_Source document_
I have been very concerned about how COVID 19 has been handled in my community and our State. Therefore, we wanted to share with you and the NC Legislature what my experiences have been that have alarmed me.
First of all, I would like to introduce my credentials to you. I am a pediatrician of 27 years’ experience. My husband is a Family doctor that has been practicing medicine for 28. He was trained in the military and I in a civilian setting. We both have owned our Clinic which is in Burlington, NC for the past 20 years. We were trained at a time when data and medical knowledge were of utmost importance. Some of the physicians that instructed us and molded us are now legends in medicine. We both take our vocations very seriously. In fact, our profession is a lifelong ministry. Our Clinic has about 5,000 patients that we care for. We have a staff of 15 full time employees plus 4 doctors. We consider ourselves more than just our young patients' doctors. We are physicians and friends of the families as well. I have served on many educational and medical societies, Boards and committees. My husband has as well. We are balanced and try to do our best to have an evenhanded, thoughtful approach to medicine and decision making.

_Saved entries_
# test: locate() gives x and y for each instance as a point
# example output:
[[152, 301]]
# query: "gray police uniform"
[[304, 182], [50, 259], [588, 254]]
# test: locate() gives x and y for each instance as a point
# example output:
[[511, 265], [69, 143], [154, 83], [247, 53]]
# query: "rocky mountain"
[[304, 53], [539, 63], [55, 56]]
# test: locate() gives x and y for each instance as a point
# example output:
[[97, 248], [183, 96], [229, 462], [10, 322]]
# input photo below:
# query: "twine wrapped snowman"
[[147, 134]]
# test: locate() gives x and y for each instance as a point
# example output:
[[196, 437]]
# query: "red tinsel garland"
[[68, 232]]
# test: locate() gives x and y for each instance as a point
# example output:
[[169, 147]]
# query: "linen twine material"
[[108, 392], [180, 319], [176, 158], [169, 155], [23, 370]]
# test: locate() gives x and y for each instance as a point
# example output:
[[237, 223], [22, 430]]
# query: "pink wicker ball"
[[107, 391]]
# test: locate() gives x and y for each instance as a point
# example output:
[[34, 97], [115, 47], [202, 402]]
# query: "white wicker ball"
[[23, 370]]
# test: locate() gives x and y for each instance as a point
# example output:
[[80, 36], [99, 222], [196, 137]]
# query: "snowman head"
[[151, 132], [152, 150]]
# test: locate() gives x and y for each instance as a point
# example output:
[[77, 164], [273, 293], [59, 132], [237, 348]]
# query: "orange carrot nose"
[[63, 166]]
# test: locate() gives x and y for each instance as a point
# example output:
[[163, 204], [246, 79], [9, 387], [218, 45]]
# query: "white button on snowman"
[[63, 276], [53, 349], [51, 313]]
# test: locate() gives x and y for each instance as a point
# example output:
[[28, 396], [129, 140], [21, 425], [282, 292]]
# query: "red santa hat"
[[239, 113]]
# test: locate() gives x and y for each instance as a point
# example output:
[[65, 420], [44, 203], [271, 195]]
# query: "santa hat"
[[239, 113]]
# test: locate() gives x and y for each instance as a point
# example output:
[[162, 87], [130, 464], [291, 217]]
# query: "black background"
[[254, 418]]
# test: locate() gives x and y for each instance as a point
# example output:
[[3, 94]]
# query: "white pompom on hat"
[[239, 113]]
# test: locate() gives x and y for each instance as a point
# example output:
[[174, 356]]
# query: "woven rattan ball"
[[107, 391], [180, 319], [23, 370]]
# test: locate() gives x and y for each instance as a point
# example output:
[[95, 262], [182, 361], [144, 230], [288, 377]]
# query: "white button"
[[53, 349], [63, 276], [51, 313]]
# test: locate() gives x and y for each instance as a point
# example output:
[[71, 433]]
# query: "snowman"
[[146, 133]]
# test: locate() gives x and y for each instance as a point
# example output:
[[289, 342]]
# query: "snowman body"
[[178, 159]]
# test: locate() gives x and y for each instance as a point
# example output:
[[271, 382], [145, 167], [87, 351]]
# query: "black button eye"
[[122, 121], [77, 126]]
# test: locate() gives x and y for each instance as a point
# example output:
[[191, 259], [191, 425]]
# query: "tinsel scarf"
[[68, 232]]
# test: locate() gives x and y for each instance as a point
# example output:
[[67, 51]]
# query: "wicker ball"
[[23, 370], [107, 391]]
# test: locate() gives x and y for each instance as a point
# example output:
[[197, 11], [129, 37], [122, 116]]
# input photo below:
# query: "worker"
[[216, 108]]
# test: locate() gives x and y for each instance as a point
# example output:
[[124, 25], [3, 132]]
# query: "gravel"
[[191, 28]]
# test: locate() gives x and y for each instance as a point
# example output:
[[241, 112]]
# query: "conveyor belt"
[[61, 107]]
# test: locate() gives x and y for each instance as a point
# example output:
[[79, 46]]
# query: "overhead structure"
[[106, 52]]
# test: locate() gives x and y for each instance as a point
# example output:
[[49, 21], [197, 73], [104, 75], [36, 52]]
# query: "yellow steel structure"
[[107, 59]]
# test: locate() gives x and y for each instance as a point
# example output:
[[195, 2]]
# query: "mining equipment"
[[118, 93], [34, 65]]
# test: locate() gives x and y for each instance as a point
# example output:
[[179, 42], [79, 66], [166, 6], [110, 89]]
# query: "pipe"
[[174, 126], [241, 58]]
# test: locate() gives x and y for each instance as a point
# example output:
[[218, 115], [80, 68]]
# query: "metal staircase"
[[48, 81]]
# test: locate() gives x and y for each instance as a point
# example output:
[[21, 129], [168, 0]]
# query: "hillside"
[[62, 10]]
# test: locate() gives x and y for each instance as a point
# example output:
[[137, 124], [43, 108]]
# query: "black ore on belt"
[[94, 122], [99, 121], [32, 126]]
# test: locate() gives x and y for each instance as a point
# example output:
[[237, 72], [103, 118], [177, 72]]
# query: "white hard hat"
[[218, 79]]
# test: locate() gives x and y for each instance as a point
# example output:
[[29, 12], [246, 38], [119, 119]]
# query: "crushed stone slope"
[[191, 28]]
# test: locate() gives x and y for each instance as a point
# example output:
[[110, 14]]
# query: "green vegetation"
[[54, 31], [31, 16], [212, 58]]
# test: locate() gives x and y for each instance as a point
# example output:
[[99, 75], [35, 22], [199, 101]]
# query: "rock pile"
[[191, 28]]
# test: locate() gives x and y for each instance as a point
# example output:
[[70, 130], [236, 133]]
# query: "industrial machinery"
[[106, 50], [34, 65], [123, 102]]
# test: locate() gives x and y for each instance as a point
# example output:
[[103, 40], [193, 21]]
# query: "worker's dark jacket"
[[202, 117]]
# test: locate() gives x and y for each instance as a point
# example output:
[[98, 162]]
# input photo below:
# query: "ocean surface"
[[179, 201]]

_What you need to do_
Continue the letter about how COVID-19 was handled in North Carolina, starting after its last sentence.

_Answer to this problem_
I began to be concerned about how the Novel Coronavirus was being dealt with when our Alamance Health department offered no updates. We have often experienced epidemics and public health concerns over communicable diseases. We received communications informing us of new cases, the trends and how the disease was being handled from a public health setting. With that information Dave and I could make decisions on how to approach the possibility of the disease affecting our patients. We have only received one fax from our health department four weeks ago regarding the impending COVID -19 pandemic. We have not received any updates on cases, locations, contacts, nor treatment plan. This information would be paramount to slowing the spread of the disease. NC DHHS had a teleconference several weeks ago. Little time nor information was shared about identifying, diagnosing and treating CoronaVirus. Instead most of the time was spent on the importance of telemedicine as a modality to see patients and keep our practices functioning.
We have had 3 patients that we considered suspicious for Corona virus infection. When we requested testing on them, we were unable to do so. On two of them the lab or the institution threw the specimen away as invalid but did not inform us until well after the patient was well. Both families remained under quarantine for 2 weeks but were not informed that their specimens had been discarded. The third patient with chest pain, fever, shortness of breath and a severe cough was sent to the ER. No tests were performed on him and he was sent home.
We received a total of three Coronavirus tests from LabCorp four weeks ago. We asked for more but were refused. We therefore considered that only if our patients did not improve when we treated for other conditions that we would consider a patient suspicious for COVID-19 infection. Since all our patients did well 2-3 days out, we had no need to test, thankfully. We, of course, quarantined. This quarantine was without a real endpoint since we did not have testing to confirm our presumption. This is a great burden to the family since they cannot work nor gather food and supplies during that time.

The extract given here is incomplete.